start Provided records

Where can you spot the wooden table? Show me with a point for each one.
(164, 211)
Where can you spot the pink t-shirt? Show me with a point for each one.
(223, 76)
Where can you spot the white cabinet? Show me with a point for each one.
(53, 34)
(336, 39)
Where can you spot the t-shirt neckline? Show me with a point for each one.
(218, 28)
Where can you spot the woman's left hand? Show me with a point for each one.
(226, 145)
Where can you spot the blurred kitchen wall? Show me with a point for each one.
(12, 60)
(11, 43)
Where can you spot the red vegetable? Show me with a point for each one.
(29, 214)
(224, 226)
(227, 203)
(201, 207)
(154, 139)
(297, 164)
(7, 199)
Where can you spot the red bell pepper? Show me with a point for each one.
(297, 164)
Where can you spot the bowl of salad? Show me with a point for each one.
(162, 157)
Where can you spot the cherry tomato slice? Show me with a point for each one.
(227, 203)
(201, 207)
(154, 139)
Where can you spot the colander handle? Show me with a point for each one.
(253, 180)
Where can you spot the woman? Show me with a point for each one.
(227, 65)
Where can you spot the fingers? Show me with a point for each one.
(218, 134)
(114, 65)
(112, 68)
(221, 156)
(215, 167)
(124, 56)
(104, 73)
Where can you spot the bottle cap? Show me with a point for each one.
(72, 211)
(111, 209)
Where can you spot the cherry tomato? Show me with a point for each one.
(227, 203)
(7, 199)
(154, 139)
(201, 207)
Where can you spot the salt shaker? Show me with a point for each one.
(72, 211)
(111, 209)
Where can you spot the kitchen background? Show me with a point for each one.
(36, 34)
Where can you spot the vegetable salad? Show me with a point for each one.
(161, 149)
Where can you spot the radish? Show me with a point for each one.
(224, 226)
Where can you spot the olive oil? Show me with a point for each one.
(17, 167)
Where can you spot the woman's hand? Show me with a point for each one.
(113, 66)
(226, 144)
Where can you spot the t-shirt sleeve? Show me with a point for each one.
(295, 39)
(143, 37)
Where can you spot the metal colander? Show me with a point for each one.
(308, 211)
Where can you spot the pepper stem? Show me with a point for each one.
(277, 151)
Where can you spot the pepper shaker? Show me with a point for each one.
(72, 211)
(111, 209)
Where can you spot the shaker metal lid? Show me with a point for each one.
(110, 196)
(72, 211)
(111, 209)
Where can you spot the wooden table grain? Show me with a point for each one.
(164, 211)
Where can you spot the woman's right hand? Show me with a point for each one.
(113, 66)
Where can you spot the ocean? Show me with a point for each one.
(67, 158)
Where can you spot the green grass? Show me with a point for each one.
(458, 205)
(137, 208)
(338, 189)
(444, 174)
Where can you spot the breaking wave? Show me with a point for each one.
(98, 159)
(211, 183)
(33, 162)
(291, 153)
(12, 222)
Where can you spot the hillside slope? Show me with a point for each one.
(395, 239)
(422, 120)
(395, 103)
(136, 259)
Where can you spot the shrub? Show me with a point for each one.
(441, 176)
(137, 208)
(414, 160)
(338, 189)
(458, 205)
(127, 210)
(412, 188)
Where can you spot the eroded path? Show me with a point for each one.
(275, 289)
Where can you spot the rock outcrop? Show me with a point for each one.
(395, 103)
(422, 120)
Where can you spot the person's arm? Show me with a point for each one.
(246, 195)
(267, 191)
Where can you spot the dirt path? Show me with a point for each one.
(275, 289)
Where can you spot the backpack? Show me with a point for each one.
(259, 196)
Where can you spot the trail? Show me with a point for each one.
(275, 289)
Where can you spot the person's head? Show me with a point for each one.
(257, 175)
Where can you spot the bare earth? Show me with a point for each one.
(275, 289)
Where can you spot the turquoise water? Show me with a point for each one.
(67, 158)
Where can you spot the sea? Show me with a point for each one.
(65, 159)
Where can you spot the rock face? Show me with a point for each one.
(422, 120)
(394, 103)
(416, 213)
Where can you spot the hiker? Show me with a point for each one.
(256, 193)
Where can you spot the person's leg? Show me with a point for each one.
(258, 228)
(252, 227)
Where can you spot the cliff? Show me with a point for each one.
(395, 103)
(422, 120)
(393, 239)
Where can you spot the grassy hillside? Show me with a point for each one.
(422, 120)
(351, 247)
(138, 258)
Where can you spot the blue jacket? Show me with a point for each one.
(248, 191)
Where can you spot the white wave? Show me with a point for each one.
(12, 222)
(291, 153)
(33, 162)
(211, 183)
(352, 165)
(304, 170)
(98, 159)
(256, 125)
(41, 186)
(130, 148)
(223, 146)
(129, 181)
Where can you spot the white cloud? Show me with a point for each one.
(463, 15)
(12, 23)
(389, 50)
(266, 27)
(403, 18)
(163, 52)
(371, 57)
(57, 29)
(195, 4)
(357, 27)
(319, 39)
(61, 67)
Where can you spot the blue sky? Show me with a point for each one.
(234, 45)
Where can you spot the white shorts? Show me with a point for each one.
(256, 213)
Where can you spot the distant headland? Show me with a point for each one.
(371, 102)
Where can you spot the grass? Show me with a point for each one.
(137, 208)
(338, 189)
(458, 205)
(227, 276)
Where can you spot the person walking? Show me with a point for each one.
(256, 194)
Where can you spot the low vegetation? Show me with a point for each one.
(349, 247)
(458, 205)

end Provided records

- **Directions for this task**: Can you copy the listing above line for line, without changing anything?

- **Worked answer**:
Where can you spot the wooden table? Show me with a point for each one.
(164, 211)
Where can you spot the pink t-shirt? Show me with a point for each one.
(223, 76)
Where can you spot the white cabinet? Show me with a point for each one.
(53, 34)
(336, 39)
Where can you spot the t-shirt neckline? Show me with a point for each one.
(218, 28)
Where can you spot the woman's left hand? Show me with a point for each one.
(226, 145)
Where can you spot the blurred kitchen wall? Show me with a point for each one.
(12, 60)
(11, 43)
Where can you spot the red vegetable? Show me with a point for each one.
(29, 214)
(224, 226)
(227, 203)
(201, 207)
(154, 139)
(297, 164)
(7, 199)
Where can you spot the red bell pepper? Show me with a point for each one.
(297, 164)
Where can you spot the bowl of salad? Show me with a point for each one.
(162, 157)
Where can you spot the cherry tomato slice? Show me with a point for each one.
(227, 203)
(201, 207)
(154, 139)
Where can you spot the colander handle? Show me with a point for each one.
(253, 180)
Where can you spot the woman? Show me with a point for each one.
(227, 65)
Where can you spot the fingers? Show me with a point for each one.
(218, 134)
(114, 65)
(112, 68)
(221, 156)
(215, 167)
(124, 56)
(104, 73)
Where can you spot the bottle cap? Show me with a point for each one.
(72, 211)
(111, 209)
Where can you spot the cherry tomato? Show me with a point for each one.
(227, 203)
(7, 199)
(154, 139)
(201, 207)
Where can you spot the salt shaker? Show me with a point for each one.
(72, 211)
(111, 209)
Where can you spot the kitchen background? Show me with a point for each one.
(36, 34)
Where can you spot the vegetable salad? Show me with a point for each one.
(161, 149)
Where can you spot the radish? Show me with a point for each one.
(224, 226)
Where can you spot the olive oil? Show me with a point for each one.
(17, 167)
Where can you spot the woman's hand? Show me with a point for each one.
(113, 66)
(226, 144)
Where can you spot the t-shirt sleeve? Show me with a point for each one.
(295, 39)
(143, 37)
Where can you spot the metal colander? Show me with a point for each one.
(308, 211)
Where can you spot the pepper stem? Show me with a point for each one.
(277, 151)
Where can you spot the pepper shaker? Show me with a point for each one.
(72, 211)
(111, 209)
Where can you spot the shaker metal lid? Show me with a point for each one.
(110, 196)
(72, 211)
(111, 209)
Where can you spot the wooden table grain? Show me with a point for each one.
(164, 211)
Where can you spot the woman's right hand? Show me with a point for each one.
(113, 66)
Where can you spot the ocean? Show me with a point for each one.
(67, 158)
Where can you spot the green grass? Show me with a point for each one.
(458, 205)
(137, 208)
(338, 189)
(444, 174)
Where can you spot the breaking wave? Show me with a point for each one.
(98, 159)
(211, 183)
(33, 162)
(291, 153)
(12, 222)
Where can you spot the hillside slope? Show me with a point for each one.
(395, 239)
(422, 120)
(395, 103)
(136, 259)
Where can you spot the shrub? Show me with a point for each one.
(441, 176)
(137, 208)
(414, 160)
(338, 189)
(458, 205)
(127, 210)
(412, 188)
Where can you spot the eroded path? Show me with a point for each one.
(275, 289)
Where can you spot the rock outcrop? Show me with a point for each one.
(395, 103)
(422, 120)
Where can you spot the person's arm? Show me with a point for each one.
(246, 195)
(267, 191)
Where can you spot the dirt path? Show me with a point for each one.
(275, 289)
Where can you spot the backpack? Show me with a point for each one.
(259, 196)
Where can you spot the trail? Show me with a point for each one.
(275, 289)
Where can you spot the person's head? Show me with a point for each one.
(257, 175)
Where can you spot the bare earth? Show me with a point for each one.
(275, 289)
Where can you spot the turquoise water? Show me with a point for each one.
(67, 158)
Where can you spot the sea? Show me with a point for each one.
(65, 159)
Where can you spot the rock face? Show me with a point for each one.
(422, 120)
(394, 103)
(416, 213)
Where can you spot the hiker? Show me with a point for each one.
(256, 193)
Where can you spot the person's leg? Show me with a point for each one.
(258, 228)
(252, 227)
Where can you spot the cliff? Show me with a point for each one.
(395, 103)
(422, 120)
(393, 239)
Where can you spot the grassy hillside? Show me with a point for each one.
(422, 120)
(351, 247)
(138, 258)
Where can you spot the blue jacket? Show me with a point for each one.
(248, 191)
Where can you spot the white wave? Show me with a point for each one.
(12, 222)
(291, 153)
(33, 162)
(211, 183)
(352, 165)
(304, 170)
(98, 159)
(256, 125)
(41, 186)
(130, 148)
(223, 146)
(129, 181)
Where can you spot the white cloud? Show me with a point for each one.
(463, 15)
(12, 23)
(389, 50)
(266, 27)
(403, 18)
(163, 52)
(371, 57)
(57, 29)
(195, 4)
(357, 27)
(319, 39)
(61, 67)
Where can you spot the blue sky? Show me with a point for each one.
(234, 45)
Where can you spot the white shorts? Show me with a point for each one.
(256, 213)
Where can you spot the distant headland? Show me with a point for each one.
(371, 102)
Where can you spot the grass? Show me with a point for each one.
(137, 208)
(338, 189)
(458, 205)
(227, 276)
Where can you spot the person walking? Show me with a point for each one.
(256, 194)
Where can you spot the low vegetation? Show me with a point for each one.
(349, 247)
(458, 205)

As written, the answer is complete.